§ The data:

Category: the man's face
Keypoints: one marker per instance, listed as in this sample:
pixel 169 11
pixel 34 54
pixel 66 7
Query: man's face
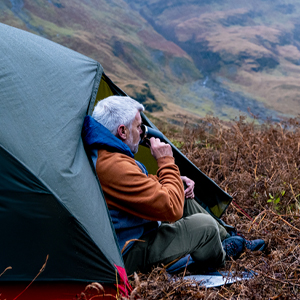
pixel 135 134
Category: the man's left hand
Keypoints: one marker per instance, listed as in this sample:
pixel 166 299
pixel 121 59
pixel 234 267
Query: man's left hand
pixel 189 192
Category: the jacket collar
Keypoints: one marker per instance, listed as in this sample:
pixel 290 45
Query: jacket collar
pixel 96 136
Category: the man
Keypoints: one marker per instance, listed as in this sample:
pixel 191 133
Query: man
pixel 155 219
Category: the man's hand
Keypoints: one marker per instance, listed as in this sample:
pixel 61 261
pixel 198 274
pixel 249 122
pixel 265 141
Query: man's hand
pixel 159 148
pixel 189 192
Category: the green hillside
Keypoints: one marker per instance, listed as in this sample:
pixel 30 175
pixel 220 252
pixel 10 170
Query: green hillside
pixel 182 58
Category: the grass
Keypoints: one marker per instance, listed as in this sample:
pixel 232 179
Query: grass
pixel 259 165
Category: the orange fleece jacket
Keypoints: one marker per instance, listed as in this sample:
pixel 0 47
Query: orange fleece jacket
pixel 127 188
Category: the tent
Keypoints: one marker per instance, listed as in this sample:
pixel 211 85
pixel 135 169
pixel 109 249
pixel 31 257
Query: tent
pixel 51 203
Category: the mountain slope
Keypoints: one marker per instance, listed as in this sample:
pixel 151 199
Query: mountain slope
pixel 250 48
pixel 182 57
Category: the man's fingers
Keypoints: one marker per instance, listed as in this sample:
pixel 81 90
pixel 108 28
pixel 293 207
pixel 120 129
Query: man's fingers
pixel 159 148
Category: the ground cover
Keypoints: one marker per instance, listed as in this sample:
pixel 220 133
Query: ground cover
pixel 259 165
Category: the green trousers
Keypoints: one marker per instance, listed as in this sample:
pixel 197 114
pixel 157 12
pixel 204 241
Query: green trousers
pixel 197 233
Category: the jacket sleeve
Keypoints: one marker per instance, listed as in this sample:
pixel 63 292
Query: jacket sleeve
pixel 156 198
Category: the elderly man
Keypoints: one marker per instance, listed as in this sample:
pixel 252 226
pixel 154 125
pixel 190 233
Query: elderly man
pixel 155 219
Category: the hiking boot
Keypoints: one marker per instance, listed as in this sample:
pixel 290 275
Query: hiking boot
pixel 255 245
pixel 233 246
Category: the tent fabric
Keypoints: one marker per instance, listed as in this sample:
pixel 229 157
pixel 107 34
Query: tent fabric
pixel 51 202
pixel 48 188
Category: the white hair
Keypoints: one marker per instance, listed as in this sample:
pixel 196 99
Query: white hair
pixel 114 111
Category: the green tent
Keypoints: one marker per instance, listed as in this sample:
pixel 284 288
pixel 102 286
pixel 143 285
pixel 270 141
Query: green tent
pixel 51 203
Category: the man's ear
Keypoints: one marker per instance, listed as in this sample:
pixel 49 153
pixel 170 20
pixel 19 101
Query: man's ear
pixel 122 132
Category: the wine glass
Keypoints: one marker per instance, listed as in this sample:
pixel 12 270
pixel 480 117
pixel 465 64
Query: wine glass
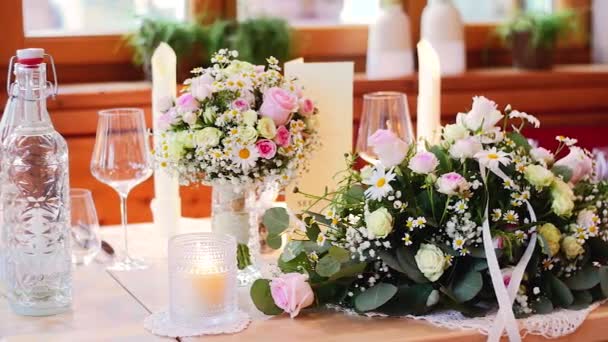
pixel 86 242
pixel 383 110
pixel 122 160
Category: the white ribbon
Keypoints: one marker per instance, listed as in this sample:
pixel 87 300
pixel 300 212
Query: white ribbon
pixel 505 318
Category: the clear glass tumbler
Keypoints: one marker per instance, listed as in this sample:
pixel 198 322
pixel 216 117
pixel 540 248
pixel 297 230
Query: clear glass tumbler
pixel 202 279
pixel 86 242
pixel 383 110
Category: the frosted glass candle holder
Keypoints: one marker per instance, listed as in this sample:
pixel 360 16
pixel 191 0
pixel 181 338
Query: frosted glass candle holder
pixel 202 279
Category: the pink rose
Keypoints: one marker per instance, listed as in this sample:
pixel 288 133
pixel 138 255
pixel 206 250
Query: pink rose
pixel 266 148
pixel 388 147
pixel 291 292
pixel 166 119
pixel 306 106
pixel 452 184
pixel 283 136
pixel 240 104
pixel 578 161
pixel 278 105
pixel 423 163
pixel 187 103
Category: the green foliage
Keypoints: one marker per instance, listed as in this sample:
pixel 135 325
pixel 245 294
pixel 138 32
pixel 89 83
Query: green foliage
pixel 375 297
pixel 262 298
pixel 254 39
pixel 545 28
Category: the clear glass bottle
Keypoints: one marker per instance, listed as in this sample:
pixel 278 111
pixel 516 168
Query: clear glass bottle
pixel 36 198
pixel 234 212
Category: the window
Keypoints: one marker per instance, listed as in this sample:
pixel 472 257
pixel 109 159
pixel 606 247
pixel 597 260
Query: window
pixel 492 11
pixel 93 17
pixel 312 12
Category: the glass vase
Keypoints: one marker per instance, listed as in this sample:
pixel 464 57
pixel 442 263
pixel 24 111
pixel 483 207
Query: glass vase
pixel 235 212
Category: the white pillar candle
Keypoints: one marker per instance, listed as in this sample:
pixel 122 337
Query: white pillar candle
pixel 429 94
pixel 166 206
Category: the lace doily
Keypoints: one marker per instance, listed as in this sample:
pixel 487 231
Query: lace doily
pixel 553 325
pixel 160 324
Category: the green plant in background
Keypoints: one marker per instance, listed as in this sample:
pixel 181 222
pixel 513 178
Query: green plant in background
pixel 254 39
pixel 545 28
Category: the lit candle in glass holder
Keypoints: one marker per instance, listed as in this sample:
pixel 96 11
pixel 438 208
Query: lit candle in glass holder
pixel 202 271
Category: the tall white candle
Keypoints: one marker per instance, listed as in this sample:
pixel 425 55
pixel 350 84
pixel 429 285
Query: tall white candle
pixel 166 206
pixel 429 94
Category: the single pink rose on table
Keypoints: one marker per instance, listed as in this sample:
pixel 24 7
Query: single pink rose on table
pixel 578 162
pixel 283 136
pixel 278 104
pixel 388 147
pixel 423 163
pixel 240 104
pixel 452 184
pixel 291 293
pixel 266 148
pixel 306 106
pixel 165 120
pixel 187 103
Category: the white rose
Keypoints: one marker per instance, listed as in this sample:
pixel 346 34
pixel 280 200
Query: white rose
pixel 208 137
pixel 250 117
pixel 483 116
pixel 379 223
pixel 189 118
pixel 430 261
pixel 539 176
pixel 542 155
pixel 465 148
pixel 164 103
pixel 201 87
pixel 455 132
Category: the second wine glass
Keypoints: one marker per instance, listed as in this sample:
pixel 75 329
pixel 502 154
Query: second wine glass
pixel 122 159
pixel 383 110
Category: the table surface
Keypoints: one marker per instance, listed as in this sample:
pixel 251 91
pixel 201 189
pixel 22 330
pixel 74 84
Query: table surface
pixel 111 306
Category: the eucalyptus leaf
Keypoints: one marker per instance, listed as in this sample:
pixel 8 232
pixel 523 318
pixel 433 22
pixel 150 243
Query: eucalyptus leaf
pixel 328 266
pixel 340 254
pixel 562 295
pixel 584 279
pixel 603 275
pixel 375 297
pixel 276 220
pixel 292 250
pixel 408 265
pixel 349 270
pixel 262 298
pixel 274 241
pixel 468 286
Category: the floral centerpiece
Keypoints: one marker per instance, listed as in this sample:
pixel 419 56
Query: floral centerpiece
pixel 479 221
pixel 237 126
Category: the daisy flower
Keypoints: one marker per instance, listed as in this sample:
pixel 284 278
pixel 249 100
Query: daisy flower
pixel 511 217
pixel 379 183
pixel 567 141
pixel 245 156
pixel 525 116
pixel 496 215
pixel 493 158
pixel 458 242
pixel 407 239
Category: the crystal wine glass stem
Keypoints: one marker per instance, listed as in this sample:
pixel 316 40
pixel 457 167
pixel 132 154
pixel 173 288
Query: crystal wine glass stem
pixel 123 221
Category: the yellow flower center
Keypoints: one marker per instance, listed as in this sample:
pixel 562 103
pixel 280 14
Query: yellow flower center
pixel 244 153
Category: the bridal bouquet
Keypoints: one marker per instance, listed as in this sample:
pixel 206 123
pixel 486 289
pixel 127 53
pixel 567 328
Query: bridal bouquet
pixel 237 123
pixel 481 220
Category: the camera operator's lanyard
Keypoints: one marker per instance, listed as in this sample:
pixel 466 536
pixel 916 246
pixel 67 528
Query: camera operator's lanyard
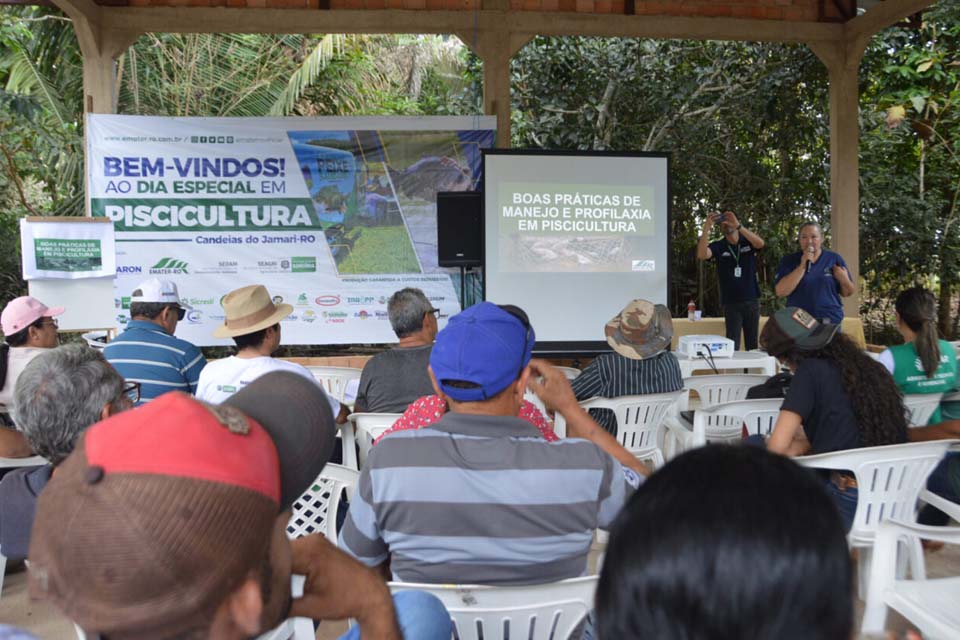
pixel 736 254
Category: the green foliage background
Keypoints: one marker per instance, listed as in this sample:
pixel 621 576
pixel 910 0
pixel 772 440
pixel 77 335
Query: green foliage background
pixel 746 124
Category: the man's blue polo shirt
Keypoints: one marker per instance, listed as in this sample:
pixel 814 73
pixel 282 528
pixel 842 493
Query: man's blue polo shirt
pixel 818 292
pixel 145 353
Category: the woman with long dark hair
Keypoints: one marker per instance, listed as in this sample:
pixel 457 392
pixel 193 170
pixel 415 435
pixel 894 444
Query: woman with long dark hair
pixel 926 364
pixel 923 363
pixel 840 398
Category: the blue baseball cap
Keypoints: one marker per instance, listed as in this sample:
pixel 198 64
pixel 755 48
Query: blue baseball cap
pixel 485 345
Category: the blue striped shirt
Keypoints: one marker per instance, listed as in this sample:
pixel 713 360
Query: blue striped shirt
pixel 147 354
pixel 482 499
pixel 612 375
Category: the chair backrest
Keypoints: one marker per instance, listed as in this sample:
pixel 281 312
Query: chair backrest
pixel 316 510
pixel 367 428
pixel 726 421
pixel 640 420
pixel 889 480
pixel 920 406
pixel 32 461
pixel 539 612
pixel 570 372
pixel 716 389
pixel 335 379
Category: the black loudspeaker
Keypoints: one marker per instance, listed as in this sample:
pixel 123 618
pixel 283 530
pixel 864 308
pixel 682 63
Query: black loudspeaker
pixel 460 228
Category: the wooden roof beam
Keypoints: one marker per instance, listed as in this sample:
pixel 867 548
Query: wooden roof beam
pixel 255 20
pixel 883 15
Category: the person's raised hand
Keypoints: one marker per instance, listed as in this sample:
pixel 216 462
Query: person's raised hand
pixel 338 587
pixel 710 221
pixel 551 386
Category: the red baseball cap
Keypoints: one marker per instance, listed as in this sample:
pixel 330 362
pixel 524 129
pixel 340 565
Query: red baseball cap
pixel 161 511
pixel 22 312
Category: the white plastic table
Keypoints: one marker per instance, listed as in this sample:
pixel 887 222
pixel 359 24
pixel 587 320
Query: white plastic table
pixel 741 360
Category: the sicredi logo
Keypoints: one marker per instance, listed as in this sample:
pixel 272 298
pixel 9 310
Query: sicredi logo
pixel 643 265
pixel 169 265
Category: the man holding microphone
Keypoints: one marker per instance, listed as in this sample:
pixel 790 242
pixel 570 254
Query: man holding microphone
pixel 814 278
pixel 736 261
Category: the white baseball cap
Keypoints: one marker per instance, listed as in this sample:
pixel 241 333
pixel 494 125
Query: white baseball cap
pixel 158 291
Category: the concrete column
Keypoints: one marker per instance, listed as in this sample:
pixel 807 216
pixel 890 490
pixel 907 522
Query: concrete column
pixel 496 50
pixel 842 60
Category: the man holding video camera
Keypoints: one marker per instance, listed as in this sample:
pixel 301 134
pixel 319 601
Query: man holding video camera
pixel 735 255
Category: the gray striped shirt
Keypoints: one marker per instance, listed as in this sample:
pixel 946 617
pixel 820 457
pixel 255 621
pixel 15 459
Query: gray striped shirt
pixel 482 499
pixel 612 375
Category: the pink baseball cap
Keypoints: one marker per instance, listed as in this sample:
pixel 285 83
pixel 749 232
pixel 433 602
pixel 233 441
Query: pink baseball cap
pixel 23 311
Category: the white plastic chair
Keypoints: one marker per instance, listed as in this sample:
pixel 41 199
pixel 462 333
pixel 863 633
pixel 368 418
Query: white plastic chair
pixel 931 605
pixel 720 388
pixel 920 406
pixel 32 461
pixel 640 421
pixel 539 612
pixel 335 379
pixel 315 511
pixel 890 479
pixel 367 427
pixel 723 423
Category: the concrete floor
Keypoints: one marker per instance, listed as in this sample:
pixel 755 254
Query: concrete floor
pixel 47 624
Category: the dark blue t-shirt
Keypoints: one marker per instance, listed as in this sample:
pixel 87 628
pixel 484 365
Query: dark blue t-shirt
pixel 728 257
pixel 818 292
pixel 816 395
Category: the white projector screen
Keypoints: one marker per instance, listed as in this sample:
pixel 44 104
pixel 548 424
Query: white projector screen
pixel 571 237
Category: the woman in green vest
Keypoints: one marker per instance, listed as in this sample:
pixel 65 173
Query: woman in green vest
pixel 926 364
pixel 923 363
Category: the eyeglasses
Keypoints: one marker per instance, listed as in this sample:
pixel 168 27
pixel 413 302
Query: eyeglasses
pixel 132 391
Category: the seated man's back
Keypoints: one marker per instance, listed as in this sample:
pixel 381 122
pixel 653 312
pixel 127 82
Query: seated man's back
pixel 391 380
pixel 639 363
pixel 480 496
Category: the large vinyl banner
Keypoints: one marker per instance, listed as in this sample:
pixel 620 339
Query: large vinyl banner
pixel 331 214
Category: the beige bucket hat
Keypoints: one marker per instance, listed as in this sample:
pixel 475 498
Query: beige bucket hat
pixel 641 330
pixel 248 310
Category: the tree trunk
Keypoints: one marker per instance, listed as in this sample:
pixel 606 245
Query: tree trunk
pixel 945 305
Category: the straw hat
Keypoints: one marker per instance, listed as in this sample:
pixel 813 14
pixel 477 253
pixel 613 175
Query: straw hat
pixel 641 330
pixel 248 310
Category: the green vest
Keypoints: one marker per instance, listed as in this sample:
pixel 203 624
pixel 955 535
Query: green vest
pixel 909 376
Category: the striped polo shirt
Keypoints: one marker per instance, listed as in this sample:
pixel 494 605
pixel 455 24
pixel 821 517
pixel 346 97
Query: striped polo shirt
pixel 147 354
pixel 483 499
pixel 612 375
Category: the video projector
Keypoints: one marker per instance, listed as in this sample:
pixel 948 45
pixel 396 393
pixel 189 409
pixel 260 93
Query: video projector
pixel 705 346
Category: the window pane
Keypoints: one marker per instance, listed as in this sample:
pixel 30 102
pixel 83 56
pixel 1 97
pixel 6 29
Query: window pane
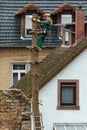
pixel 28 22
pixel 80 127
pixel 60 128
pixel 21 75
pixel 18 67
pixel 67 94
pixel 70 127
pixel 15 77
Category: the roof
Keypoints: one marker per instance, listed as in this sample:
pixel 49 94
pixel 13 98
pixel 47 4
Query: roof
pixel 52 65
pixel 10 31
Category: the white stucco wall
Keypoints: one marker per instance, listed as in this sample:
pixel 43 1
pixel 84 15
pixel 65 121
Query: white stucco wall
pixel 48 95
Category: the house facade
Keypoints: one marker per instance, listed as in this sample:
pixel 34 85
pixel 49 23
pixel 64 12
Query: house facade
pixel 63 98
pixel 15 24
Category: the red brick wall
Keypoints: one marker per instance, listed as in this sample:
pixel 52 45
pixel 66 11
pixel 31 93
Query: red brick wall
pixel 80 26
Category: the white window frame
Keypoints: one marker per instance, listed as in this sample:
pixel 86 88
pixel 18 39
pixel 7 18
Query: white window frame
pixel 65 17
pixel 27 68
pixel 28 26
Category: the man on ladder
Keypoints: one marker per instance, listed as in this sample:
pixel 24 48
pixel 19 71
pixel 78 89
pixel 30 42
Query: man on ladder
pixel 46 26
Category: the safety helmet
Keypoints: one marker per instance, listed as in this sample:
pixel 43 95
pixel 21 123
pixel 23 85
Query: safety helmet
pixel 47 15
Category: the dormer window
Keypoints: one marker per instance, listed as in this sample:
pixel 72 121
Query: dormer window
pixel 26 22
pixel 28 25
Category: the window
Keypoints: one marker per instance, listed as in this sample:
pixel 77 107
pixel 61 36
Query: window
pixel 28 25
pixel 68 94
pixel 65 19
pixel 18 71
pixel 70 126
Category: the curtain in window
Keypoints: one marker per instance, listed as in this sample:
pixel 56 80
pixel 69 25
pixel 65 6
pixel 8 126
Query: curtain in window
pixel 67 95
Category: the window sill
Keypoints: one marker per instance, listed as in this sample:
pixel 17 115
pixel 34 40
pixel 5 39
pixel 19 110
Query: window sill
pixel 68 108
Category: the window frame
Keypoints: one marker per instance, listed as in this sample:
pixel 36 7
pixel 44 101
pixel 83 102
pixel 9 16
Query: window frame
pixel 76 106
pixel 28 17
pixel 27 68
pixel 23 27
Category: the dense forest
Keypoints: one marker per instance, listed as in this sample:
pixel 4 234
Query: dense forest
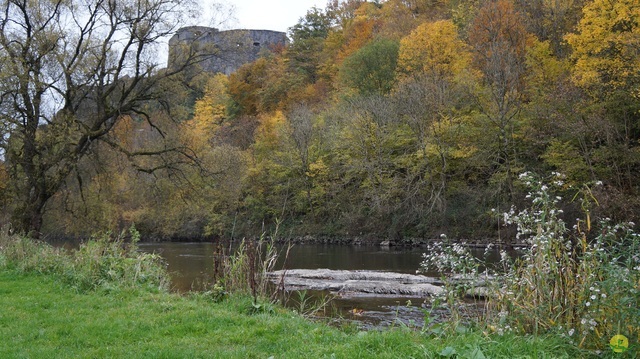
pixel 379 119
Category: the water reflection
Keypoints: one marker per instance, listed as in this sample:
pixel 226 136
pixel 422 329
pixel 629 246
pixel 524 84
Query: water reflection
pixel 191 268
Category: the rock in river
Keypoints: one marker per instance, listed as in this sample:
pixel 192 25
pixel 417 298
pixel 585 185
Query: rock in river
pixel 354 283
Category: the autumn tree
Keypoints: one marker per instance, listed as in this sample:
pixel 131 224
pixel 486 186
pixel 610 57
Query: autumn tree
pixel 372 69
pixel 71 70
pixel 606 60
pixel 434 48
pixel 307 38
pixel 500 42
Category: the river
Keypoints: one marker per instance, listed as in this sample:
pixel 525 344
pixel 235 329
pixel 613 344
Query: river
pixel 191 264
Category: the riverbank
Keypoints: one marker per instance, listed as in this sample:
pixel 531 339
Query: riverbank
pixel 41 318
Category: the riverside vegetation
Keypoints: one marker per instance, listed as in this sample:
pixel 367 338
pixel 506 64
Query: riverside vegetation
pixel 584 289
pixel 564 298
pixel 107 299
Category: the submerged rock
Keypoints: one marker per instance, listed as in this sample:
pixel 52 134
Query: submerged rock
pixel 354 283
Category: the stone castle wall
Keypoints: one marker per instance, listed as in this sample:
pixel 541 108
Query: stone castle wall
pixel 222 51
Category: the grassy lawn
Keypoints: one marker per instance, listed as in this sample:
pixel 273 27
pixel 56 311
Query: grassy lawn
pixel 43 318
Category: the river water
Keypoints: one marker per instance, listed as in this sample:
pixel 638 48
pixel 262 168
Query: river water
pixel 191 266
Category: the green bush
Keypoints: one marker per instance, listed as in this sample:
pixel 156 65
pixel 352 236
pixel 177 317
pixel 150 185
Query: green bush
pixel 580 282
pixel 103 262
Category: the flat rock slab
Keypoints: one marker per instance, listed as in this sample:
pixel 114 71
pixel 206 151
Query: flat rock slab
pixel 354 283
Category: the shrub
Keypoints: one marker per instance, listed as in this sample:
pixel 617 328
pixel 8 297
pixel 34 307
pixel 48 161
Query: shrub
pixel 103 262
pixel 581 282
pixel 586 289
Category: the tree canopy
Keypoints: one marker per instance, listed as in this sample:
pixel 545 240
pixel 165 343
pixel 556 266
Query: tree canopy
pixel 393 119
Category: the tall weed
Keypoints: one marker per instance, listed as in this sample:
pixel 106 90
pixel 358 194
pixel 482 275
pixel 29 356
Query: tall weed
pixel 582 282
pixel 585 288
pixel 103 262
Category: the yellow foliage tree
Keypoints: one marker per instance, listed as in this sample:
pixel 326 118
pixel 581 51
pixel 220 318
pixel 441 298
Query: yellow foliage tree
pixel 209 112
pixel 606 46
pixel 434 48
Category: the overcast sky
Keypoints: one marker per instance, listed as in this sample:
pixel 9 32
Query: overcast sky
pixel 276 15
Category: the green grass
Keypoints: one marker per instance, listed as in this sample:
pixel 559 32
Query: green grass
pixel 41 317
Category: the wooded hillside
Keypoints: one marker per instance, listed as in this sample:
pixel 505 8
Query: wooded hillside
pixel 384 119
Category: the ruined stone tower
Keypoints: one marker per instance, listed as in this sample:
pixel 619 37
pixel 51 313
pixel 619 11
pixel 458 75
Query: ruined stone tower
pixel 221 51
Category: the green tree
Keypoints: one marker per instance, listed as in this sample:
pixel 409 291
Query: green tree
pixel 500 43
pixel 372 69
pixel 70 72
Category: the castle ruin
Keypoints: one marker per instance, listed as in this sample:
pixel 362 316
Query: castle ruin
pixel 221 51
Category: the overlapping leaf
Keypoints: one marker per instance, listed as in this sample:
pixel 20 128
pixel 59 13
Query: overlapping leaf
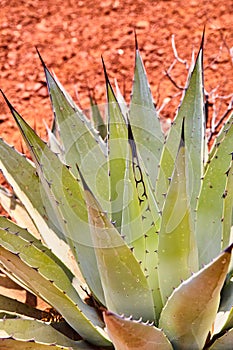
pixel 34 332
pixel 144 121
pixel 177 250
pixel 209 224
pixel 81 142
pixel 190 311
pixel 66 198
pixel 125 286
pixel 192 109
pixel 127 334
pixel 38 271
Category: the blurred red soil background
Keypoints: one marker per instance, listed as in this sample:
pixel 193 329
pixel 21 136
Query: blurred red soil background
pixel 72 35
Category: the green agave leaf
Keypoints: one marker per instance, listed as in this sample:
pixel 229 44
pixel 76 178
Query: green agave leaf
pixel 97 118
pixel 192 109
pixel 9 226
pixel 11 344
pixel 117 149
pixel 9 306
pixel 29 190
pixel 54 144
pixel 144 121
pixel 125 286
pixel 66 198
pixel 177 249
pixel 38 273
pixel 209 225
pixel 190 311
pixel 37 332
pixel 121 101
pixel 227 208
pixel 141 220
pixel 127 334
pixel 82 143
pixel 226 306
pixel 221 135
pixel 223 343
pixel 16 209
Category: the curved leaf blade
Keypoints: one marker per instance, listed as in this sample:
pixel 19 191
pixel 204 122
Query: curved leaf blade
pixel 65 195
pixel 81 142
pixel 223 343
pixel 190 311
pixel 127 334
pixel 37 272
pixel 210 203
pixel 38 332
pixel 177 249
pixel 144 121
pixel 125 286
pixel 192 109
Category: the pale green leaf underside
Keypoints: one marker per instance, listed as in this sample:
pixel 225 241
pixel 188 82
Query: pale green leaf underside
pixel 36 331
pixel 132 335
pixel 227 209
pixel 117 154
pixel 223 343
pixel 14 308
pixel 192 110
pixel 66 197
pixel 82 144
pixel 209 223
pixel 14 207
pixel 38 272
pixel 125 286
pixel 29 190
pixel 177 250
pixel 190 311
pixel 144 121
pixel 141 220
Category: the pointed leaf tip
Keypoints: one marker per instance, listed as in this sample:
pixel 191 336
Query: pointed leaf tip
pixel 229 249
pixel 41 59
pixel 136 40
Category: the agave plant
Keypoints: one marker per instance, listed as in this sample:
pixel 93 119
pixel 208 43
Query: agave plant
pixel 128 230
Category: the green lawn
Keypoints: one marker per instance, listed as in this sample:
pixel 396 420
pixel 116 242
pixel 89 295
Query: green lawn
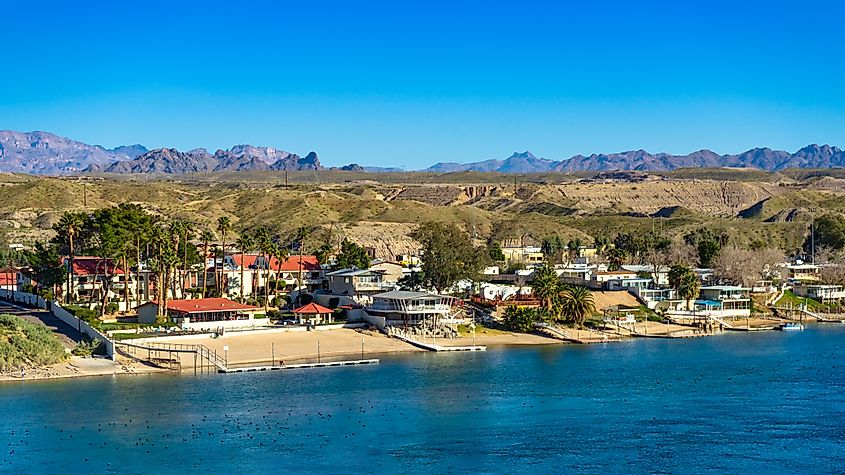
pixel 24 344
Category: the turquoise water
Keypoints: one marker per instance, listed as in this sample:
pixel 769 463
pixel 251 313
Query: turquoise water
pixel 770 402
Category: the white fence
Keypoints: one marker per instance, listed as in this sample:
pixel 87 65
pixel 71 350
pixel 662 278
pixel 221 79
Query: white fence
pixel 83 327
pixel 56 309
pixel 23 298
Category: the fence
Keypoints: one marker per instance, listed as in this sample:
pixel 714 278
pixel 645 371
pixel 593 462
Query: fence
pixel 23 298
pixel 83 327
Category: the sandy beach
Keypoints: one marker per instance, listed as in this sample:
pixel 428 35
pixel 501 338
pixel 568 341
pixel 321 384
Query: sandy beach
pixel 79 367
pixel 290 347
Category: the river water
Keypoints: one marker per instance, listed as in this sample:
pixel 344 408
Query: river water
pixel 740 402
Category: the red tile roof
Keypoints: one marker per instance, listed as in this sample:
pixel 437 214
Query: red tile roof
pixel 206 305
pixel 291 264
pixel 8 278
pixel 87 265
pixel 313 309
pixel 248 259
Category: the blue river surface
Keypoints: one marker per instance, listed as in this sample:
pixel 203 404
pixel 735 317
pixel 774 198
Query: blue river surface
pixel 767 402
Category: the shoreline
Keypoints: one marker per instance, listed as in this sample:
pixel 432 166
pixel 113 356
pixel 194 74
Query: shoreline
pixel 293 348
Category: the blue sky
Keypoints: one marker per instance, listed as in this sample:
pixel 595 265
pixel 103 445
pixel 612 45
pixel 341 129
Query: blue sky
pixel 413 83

§ Given request: Copy out the rows word for word, everything from the line containing "Category: the green foliage background" down to the line containing "pixel 145 353", including both of those lines.

§ Result of this exercise:
Category: the green foliage background
Keypoints: one marker per instance, listed as in this sample:
pixel 621 576
pixel 910 0
pixel 772 440
pixel 77 335
Query: green foliage background
pixel 746 124
Category: the man's blue polo shirt
Keypoints: one marker per instance, listed as in this sample:
pixel 814 73
pixel 282 528
pixel 842 493
Query: man's blue polo shirt
pixel 818 292
pixel 145 353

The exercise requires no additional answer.